DIRECTION =
Pick out and copy every line in the entries below that contains the string "door", treating uppercase and lowercase letters as different.

# DATASET EXTRACT start

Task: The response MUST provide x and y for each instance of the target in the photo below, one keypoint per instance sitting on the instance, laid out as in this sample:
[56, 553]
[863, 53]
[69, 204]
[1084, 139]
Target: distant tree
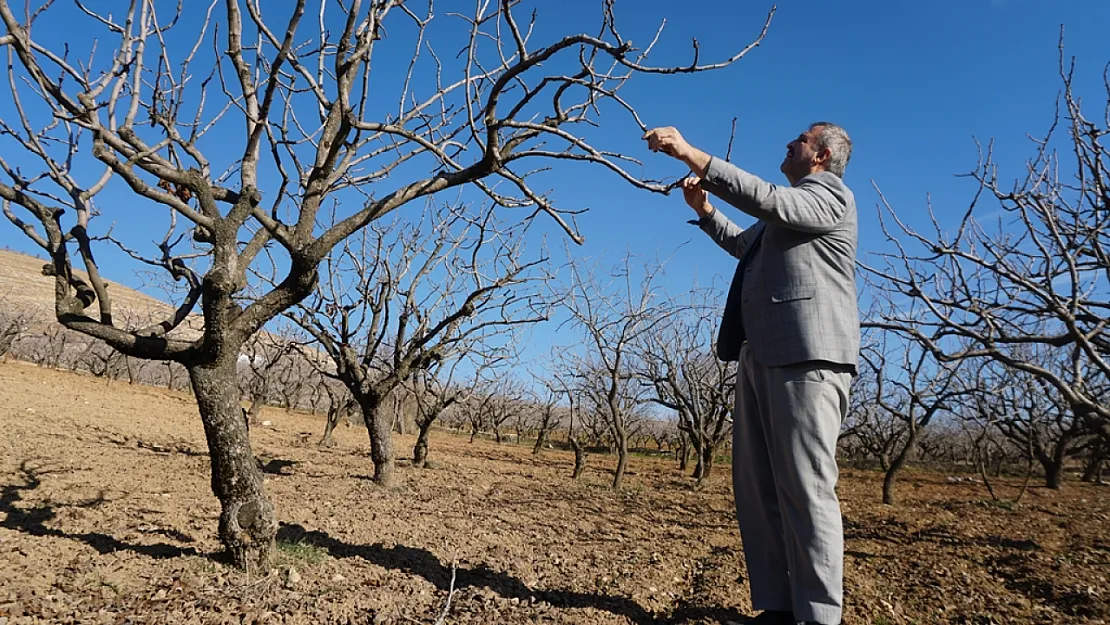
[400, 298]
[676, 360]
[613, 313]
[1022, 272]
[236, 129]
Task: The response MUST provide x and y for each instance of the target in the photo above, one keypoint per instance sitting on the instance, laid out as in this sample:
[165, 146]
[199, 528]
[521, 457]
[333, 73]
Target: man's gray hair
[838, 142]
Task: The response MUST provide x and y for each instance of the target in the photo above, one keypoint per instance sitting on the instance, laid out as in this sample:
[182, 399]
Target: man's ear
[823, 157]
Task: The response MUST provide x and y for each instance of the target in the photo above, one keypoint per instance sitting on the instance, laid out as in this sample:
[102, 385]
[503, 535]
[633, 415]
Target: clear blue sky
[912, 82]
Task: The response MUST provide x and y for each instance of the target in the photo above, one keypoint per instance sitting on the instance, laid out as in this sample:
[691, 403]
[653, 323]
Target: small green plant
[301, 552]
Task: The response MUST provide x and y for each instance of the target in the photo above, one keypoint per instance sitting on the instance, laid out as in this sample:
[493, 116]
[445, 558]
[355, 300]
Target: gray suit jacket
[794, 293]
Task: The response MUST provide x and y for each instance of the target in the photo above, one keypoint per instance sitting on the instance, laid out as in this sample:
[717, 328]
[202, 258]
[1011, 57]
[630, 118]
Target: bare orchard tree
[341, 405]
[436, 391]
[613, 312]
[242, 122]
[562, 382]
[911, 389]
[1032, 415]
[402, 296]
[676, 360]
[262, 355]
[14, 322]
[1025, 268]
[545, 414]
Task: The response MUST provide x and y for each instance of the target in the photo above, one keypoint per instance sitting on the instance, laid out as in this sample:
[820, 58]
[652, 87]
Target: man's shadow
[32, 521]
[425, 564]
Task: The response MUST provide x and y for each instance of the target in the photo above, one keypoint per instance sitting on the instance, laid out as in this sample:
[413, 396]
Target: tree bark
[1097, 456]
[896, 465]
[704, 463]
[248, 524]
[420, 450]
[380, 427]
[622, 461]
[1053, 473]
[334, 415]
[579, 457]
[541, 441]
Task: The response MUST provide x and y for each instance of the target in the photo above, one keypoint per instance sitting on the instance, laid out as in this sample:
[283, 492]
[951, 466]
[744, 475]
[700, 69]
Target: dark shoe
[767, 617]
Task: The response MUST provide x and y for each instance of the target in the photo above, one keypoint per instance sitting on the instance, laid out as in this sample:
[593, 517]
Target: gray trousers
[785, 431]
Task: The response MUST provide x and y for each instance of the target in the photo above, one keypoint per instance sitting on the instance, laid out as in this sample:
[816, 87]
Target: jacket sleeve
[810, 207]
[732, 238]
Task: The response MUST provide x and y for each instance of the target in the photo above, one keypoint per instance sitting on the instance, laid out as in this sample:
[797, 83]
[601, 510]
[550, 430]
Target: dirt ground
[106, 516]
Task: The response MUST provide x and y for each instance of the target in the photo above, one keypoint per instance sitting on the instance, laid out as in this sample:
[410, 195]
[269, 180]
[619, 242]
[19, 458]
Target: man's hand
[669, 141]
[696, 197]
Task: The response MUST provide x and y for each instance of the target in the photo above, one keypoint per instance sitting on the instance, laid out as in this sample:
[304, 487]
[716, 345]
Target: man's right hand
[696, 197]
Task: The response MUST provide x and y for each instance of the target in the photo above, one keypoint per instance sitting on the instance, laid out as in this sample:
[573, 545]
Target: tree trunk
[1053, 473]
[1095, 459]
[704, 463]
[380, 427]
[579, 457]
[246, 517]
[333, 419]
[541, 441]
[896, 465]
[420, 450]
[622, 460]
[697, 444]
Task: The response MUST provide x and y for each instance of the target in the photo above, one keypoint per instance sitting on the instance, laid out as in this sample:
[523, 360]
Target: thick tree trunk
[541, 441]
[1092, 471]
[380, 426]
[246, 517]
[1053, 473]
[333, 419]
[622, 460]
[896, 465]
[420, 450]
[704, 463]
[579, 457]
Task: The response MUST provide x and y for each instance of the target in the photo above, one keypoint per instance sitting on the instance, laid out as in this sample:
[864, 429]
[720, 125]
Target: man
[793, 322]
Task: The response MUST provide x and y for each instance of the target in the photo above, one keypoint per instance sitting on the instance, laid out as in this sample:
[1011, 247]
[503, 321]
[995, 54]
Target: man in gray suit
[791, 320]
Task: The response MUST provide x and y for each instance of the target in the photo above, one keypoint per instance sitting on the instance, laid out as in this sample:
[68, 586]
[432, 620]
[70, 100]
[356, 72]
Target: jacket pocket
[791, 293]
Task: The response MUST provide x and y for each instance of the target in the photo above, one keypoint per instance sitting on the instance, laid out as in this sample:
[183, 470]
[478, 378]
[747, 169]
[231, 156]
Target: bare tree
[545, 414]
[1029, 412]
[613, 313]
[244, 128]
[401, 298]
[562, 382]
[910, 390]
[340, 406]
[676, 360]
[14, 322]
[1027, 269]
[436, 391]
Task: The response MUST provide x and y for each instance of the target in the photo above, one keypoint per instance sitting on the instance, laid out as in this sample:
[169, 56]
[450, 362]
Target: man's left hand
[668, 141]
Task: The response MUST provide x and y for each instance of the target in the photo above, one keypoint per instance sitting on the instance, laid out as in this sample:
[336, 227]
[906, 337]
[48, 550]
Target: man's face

# DATASET EXTRACT end
# DATASET EXTRACT start

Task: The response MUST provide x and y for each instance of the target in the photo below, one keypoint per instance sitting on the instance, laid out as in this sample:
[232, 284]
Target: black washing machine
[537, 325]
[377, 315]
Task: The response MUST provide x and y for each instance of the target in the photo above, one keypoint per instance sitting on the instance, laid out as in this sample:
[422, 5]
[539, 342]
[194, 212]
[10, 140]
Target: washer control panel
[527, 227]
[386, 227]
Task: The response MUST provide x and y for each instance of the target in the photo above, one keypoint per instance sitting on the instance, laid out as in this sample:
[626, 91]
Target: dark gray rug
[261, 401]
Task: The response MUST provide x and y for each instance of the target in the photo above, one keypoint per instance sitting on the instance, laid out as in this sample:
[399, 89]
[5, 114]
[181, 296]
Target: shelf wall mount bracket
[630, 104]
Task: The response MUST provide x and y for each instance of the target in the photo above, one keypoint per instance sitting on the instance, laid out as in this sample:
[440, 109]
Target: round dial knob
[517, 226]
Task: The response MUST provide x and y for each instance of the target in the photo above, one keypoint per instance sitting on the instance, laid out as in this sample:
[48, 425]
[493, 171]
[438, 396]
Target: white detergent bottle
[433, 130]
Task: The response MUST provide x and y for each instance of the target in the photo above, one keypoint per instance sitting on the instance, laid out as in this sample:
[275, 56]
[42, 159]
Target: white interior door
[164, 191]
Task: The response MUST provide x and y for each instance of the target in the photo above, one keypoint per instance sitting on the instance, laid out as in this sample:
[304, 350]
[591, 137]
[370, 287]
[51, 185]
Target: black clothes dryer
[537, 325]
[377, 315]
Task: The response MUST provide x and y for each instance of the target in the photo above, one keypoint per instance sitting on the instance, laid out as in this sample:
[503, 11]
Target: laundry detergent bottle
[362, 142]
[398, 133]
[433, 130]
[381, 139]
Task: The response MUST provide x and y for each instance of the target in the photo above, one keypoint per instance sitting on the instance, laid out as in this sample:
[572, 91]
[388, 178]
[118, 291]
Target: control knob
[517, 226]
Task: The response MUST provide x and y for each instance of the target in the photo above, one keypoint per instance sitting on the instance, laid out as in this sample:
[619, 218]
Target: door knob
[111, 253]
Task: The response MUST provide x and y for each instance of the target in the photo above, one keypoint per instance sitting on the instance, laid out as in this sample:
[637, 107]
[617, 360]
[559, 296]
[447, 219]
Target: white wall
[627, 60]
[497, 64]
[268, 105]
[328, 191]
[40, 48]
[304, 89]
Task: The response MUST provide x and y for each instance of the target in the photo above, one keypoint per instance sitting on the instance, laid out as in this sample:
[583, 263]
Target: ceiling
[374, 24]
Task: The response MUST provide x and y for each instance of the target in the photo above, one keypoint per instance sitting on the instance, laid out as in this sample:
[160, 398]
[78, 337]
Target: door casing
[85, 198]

# DATASET EXTRACT end

THE RESPONSE =
Target: white interior door
Target: door knob
Target: door casing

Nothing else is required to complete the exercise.